_Exercise aim_
Rewrite the stretch from the start of the lines through the line containing "rough mask: <svg", substituting "foreground clicks" for every "positive clicks" and leaving everything else unchanged.

(Stored data)
------------------------

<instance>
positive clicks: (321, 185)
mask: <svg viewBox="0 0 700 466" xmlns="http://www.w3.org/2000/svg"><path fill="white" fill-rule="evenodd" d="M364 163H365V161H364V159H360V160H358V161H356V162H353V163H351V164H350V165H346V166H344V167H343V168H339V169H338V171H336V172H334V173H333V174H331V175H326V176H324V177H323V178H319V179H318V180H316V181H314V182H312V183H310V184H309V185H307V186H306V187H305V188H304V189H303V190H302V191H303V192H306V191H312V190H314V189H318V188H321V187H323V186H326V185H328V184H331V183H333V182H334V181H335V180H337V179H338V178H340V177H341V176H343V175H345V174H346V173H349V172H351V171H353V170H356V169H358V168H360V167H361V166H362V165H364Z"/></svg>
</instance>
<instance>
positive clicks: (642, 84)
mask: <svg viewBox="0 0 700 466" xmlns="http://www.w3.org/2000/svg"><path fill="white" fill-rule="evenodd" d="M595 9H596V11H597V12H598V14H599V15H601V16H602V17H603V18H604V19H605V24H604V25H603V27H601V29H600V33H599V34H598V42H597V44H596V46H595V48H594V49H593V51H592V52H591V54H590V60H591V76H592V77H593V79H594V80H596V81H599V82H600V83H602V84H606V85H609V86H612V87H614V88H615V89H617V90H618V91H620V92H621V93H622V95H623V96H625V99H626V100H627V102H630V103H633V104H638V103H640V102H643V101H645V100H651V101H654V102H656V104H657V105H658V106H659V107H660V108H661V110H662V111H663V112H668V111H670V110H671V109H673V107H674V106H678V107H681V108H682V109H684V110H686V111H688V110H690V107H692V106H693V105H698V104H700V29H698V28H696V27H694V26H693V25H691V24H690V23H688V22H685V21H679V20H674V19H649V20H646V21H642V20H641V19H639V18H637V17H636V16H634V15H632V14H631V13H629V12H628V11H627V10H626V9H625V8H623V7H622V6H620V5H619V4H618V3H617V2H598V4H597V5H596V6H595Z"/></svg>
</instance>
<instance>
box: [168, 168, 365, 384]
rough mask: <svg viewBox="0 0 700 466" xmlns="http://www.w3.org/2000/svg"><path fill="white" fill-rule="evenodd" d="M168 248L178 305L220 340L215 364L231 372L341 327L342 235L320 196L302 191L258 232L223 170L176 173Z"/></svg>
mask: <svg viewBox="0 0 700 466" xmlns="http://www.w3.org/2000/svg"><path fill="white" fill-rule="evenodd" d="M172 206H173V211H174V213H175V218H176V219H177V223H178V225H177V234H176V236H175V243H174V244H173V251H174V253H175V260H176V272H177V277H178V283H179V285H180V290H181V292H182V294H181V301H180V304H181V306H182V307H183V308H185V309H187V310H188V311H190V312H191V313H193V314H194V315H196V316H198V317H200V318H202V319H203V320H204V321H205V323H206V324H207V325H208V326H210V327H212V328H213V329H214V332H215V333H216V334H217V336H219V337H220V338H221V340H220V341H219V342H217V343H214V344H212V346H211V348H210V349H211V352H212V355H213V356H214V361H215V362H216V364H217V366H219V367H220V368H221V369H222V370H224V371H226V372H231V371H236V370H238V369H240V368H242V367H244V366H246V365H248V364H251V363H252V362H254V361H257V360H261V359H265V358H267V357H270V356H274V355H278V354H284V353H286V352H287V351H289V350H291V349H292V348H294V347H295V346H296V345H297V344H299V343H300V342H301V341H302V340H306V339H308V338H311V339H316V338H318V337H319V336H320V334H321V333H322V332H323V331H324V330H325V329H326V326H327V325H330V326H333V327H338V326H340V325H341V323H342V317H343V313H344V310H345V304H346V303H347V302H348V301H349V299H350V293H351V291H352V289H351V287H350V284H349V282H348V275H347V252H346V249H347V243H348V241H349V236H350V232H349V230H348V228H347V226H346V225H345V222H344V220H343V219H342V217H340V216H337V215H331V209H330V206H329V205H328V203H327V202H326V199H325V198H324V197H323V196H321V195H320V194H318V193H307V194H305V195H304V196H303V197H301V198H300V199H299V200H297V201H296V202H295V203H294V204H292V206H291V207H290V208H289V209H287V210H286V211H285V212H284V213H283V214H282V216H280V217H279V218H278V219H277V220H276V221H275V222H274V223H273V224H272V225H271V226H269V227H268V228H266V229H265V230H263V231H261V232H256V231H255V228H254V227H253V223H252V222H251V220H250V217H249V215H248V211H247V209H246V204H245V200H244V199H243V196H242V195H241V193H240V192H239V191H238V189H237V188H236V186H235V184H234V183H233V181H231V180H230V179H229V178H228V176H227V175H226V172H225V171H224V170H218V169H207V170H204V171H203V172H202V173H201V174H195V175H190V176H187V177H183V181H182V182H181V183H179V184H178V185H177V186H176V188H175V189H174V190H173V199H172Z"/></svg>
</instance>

------------------------

_Answer section_
<instance>
foreground clicks: (321, 185)
mask: <svg viewBox="0 0 700 466" xmlns="http://www.w3.org/2000/svg"><path fill="white" fill-rule="evenodd" d="M364 163H365V161H364V159H360V160H358V161H356V162H353V163H351V164H350V165H346V166H344V167H343V168H339V169H338V171H336V172H334V173H333V174H331V175H326V176H324V177H323V178H319V179H318V180H316V181H314V182H312V183H310V184H309V185H307V186H306V187H305V188H304V189H303V190H302V191H303V192H306V191H312V190H314V189H318V188H321V187H323V186H326V185H328V184H331V183H333V182H334V181H335V180H337V179H338V178H340V177H341V176H343V175H345V174H346V173H349V172H351V171H353V170H356V169H358V168H360V167H361V166H362V165H364Z"/></svg>
</instance>
<instance>
foreground clicks: (642, 84)
mask: <svg viewBox="0 0 700 466" xmlns="http://www.w3.org/2000/svg"><path fill="white" fill-rule="evenodd" d="M595 9H596V11H597V12H598V14H599V15H601V16H602V17H603V18H604V19H605V24H604V25H603V27H601V29H600V33H599V34H598V42H597V44H596V46H595V48H594V49H593V51H592V52H591V54H590V60H591V76H592V77H593V79H594V80H596V81H599V82H600V83H602V84H606V85H609V86H612V87H614V88H615V89H617V90H618V91H620V92H621V93H622V95H623V96H625V99H626V100H627V102H630V103H633V104H638V103H640V102H643V101H645V100H651V101H654V102H656V104H657V105H658V106H659V107H660V108H661V110H662V111H663V112H668V111H670V110H671V109H673V107H674V106H678V107H681V108H682V109H684V110H686V111H688V110H690V107H692V106H693V105H698V104H700V29H698V28H696V27H694V26H693V25H691V24H690V23H688V22H685V21H679V20H674V19H649V20H646V21H642V20H641V19H639V18H637V17H636V16H634V15H632V14H631V13H629V12H628V11H627V10H626V9H625V8H623V7H622V6H620V5H619V4H618V3H617V2H598V4H597V5H596V6H595Z"/></svg>
</instance>
<instance>
box: [168, 168, 365, 384]
rough mask: <svg viewBox="0 0 700 466" xmlns="http://www.w3.org/2000/svg"><path fill="white" fill-rule="evenodd" d="M168 248L178 305L220 340L215 364L231 372L341 327L342 235L320 196L302 191L258 232L223 170L176 173Z"/></svg>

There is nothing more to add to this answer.